> _Description of the task_
Give the line with "the boy's short" again, along with every line below it to the end of the records, word for word.

*** Records supplied ***

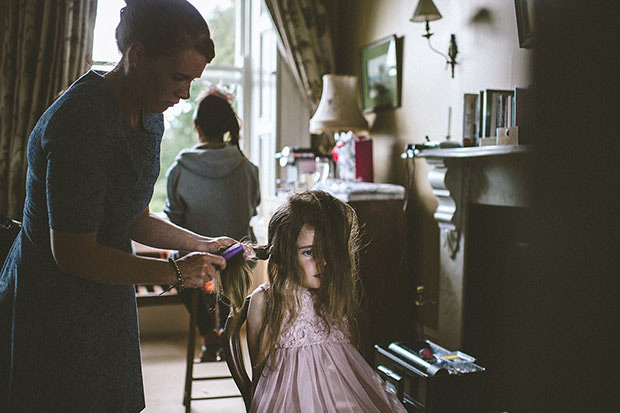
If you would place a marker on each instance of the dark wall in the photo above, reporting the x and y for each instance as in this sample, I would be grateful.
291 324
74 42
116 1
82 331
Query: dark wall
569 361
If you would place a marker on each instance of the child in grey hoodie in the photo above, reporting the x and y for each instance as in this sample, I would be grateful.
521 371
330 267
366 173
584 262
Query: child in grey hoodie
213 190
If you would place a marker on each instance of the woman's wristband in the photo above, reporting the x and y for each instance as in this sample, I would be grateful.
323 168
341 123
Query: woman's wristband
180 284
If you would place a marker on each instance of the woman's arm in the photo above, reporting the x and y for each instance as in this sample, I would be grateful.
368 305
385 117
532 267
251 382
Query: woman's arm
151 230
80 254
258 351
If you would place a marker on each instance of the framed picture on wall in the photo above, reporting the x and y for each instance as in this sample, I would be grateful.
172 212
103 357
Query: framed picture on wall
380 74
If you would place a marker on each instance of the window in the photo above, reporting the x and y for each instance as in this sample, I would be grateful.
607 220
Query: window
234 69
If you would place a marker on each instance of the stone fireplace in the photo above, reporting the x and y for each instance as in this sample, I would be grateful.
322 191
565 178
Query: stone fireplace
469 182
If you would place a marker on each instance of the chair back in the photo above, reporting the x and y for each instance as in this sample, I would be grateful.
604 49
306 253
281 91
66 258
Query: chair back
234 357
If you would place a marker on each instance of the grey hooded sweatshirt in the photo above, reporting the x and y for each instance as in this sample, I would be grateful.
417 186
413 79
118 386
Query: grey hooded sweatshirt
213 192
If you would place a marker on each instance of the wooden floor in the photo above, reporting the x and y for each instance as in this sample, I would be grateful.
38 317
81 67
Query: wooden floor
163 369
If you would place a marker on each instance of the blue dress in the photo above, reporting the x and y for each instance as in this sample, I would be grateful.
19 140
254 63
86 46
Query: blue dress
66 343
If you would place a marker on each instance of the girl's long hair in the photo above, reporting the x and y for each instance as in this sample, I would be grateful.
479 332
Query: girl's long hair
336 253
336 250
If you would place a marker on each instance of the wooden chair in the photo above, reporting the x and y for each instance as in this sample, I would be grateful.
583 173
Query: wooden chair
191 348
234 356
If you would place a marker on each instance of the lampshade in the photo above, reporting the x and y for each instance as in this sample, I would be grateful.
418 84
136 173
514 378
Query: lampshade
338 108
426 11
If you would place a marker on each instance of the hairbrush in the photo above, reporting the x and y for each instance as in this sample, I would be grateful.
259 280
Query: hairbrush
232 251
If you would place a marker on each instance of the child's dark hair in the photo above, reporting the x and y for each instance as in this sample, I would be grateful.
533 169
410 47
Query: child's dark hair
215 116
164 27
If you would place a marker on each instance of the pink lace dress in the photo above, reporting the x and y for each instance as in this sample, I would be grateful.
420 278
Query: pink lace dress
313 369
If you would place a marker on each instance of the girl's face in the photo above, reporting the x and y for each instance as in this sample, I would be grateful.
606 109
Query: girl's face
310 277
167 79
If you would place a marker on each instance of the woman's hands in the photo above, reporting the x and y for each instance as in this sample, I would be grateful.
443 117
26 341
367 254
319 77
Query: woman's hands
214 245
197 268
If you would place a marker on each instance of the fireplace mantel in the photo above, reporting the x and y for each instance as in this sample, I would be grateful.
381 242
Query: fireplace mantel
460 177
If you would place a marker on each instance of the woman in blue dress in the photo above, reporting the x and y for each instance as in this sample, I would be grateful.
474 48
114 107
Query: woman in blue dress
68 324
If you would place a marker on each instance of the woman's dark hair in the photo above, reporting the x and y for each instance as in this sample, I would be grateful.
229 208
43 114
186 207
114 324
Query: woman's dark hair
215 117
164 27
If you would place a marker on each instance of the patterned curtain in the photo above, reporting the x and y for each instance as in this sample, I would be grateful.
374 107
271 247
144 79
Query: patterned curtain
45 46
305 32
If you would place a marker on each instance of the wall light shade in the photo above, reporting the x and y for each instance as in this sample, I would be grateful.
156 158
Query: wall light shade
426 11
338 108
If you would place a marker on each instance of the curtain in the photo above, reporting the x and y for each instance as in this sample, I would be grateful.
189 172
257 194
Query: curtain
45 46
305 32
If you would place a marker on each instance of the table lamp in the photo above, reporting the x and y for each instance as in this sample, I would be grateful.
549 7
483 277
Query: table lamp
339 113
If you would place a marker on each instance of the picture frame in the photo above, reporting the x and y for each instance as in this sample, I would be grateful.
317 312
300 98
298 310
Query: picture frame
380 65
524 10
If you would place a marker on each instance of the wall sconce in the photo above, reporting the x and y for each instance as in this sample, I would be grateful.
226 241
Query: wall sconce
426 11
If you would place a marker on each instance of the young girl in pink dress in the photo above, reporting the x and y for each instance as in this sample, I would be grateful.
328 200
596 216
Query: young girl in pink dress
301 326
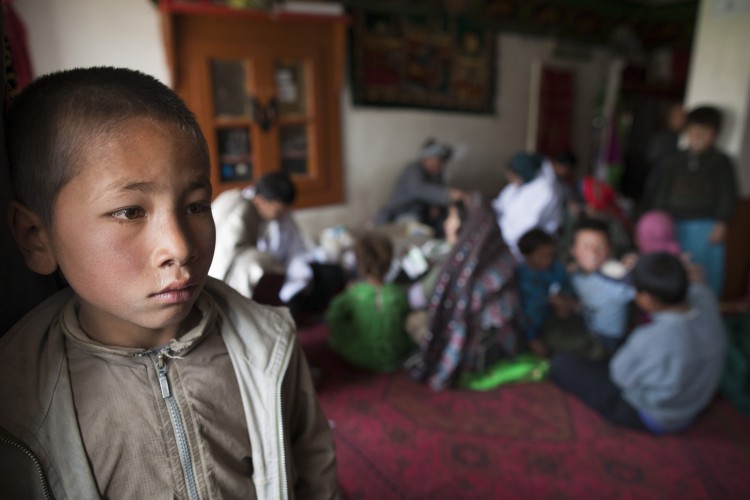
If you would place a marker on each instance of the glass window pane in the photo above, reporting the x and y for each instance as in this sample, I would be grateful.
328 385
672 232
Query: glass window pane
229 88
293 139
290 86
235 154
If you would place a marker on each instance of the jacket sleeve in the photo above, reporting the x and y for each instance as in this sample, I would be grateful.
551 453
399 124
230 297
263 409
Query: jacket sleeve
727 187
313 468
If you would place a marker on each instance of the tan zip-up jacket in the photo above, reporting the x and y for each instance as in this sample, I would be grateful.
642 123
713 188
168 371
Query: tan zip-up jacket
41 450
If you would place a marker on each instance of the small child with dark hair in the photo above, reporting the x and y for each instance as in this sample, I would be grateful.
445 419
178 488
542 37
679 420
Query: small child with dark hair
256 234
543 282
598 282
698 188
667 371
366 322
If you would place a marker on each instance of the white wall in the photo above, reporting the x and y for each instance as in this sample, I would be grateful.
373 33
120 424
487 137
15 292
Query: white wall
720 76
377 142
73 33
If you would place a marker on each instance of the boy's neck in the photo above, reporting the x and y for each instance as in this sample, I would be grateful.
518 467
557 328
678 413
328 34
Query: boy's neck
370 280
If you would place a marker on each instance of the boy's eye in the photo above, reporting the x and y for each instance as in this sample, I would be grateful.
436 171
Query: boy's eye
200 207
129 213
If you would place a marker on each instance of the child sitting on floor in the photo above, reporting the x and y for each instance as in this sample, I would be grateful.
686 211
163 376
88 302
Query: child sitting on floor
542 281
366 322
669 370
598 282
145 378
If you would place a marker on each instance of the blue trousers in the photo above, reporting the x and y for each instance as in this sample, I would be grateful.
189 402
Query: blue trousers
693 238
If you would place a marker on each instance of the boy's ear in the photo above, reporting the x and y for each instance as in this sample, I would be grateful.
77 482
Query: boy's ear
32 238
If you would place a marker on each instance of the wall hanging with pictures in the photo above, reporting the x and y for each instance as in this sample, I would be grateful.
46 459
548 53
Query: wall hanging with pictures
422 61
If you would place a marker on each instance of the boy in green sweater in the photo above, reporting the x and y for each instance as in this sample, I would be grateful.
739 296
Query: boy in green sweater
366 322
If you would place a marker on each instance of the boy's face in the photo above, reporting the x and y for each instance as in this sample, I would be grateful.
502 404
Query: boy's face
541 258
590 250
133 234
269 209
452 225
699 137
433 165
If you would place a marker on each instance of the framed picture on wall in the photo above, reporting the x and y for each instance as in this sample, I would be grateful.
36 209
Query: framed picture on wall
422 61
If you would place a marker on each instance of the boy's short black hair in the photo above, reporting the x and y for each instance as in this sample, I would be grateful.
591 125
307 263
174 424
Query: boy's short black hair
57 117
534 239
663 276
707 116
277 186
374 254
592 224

*** End of Records supplied ***

> _Task result_
If you would place a marker on each instance of the boy's short black hair in the photo above, reporting the x and y for each instance as in this sample, I would be grateful.
591 125
307 263
174 424
Query: boy's short black hair
57 117
534 239
663 276
707 116
277 186
374 254
592 224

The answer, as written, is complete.